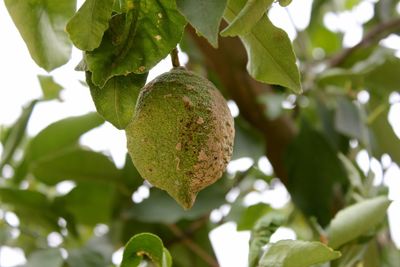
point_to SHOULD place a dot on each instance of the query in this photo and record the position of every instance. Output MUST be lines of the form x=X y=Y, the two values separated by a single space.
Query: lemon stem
x=175 y=58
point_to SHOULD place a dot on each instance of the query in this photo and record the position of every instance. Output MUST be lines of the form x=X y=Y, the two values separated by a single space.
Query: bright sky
x=19 y=85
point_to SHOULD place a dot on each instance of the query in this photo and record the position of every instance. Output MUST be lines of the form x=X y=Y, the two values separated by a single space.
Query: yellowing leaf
x=87 y=26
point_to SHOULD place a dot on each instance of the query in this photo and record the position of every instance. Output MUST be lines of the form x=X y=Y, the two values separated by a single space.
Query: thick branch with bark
x=229 y=62
x=372 y=37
============================================================
_Instructions to follow_.
Everything in the data except the pictures must be transcribed exactly.

_Response to this exercise_.
point_to SHOULD place a dot on each instance of the query in this photo and record the position of every instance. Output MUST be lines of the form x=X y=Y, the two values separated by a single space.
Query: lemon stem
x=175 y=58
point_to SHOULD place a dot on each instance of the query in this photo and record the position of every instance. Output MUST be lines of the form x=X y=Y, the two values separated by a single space.
Query: bright sky
x=19 y=85
point_to SHOULD place a dot on each instance of the query in this photo and record the position of every instance. Output MUST be lines of the form x=X y=Y, the two values separated by a single space.
Query: yellowing leaf
x=87 y=26
point_to SHOULD place a dot on each instance of the query in this photo and record the position of every instance. Output MUST be lines of the form x=X y=Y, the two values separated by a single space.
Query: thick branch with bark
x=229 y=62
x=372 y=37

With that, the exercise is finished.